▸ TO DO: Count the lines in the listing below that contain the string "washing". Reply with that number alone.

##### PROVIDED RECORDS

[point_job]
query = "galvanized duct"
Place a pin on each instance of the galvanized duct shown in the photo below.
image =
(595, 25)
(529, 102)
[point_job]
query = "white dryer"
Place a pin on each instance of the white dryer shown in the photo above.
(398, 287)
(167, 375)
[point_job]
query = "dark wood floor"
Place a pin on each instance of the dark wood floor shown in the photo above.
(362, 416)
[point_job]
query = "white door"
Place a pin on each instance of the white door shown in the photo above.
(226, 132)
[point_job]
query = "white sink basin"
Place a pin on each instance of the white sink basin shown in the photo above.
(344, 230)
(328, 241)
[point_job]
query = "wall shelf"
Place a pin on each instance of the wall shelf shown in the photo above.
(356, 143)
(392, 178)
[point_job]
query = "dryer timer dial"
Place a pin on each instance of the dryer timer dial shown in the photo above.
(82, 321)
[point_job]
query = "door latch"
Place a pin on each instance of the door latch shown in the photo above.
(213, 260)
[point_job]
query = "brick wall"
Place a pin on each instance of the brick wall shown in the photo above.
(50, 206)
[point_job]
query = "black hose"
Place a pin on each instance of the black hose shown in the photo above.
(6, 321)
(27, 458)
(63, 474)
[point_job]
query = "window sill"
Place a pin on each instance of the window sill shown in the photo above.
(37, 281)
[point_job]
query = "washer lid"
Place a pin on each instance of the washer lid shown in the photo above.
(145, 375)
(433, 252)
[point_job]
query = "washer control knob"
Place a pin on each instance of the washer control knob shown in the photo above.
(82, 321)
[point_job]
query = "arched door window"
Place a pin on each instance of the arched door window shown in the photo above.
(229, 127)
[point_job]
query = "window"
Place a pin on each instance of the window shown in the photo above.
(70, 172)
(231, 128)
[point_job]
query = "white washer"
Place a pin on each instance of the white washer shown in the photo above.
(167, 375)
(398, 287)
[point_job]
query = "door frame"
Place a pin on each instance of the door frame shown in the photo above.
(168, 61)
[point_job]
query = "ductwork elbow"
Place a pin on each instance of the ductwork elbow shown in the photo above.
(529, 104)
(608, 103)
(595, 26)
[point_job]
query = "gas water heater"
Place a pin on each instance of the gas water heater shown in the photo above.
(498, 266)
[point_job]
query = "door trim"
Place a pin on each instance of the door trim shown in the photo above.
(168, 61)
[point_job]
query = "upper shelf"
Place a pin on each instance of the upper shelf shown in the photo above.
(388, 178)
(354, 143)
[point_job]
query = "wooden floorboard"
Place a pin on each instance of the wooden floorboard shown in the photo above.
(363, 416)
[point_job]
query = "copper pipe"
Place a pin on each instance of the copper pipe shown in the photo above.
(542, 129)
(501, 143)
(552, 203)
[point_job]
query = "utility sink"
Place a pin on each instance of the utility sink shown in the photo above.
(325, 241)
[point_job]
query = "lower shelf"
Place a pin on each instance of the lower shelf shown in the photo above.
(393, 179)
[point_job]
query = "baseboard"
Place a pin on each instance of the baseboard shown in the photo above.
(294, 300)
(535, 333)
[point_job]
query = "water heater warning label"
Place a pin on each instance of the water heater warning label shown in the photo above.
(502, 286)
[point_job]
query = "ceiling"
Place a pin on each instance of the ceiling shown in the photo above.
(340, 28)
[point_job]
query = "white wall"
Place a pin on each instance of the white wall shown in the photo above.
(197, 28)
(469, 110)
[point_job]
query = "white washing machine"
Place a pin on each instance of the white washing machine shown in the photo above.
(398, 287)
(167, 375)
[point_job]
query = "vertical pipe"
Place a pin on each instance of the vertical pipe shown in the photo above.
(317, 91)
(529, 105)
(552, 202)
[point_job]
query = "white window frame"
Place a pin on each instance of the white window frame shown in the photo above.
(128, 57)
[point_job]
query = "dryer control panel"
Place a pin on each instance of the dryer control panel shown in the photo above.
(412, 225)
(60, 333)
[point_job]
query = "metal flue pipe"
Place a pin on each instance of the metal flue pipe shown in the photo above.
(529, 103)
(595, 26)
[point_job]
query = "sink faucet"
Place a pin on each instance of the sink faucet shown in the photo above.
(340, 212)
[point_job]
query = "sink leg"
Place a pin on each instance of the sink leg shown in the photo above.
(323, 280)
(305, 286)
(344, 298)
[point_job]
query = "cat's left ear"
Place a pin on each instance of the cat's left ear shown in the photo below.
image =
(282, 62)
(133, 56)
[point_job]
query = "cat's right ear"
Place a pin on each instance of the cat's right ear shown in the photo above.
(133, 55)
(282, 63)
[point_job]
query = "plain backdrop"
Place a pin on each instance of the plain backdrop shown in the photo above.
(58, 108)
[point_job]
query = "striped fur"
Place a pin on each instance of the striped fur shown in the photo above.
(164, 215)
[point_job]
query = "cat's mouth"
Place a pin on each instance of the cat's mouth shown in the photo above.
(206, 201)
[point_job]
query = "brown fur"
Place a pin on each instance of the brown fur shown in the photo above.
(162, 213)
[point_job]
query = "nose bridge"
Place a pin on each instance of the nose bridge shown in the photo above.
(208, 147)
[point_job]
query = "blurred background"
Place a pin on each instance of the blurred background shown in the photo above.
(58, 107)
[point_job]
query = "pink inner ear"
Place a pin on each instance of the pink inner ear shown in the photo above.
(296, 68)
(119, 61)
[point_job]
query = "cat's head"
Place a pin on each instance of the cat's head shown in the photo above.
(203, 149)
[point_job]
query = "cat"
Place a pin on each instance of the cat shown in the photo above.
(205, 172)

##########

▸ TASK ANSWER: 2